__Data shown__:
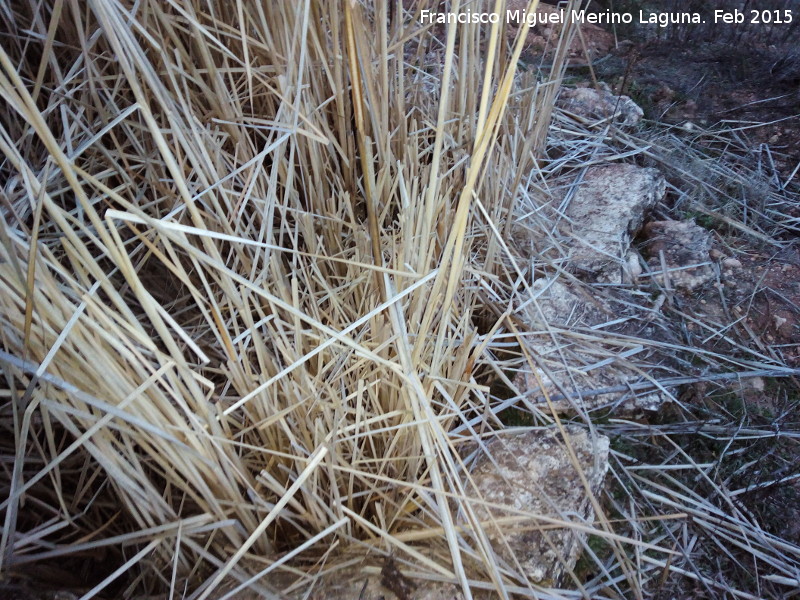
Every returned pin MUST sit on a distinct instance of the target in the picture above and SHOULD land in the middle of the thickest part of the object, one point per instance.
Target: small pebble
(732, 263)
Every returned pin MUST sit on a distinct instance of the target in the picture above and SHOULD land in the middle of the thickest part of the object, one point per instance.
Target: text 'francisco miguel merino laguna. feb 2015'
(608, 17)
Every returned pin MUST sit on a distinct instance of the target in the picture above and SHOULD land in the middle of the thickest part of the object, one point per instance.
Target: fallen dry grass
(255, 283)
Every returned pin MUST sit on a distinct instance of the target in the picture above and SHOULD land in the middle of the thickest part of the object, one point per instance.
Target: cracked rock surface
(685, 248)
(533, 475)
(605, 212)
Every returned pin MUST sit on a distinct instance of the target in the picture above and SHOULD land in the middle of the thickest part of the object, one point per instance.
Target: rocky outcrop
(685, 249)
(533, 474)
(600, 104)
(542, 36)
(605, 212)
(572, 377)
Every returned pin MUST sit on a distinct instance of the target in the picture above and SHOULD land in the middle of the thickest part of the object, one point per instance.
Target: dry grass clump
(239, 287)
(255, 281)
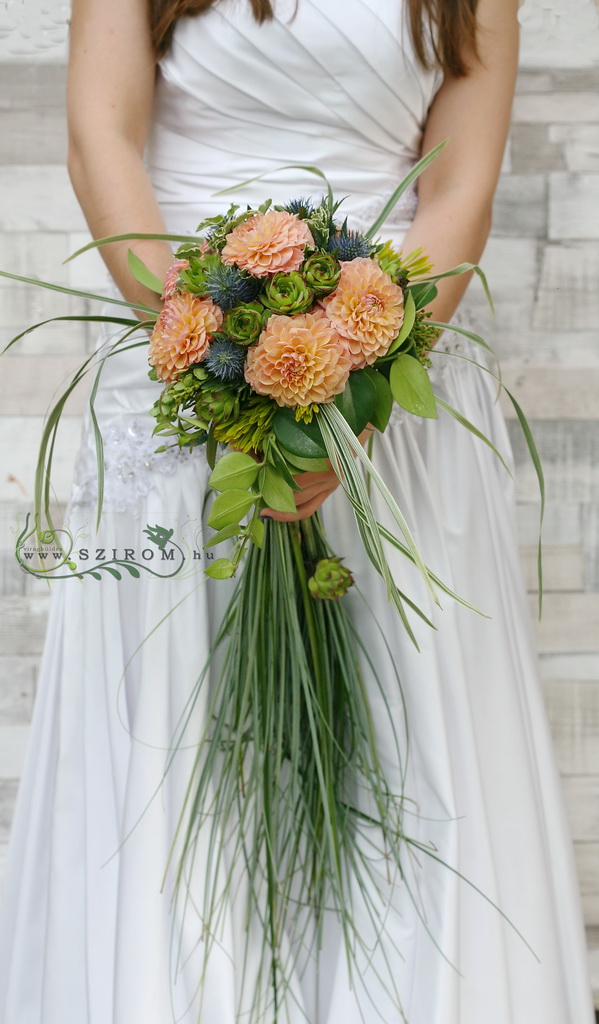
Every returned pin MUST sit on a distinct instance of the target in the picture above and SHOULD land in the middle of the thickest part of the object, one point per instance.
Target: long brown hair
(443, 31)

__What the task asks__:
Copy every line of the items above that contains the word "grass", matching case.

__Answer to the task__:
Target: fallen dry grass
Target: dry grass clump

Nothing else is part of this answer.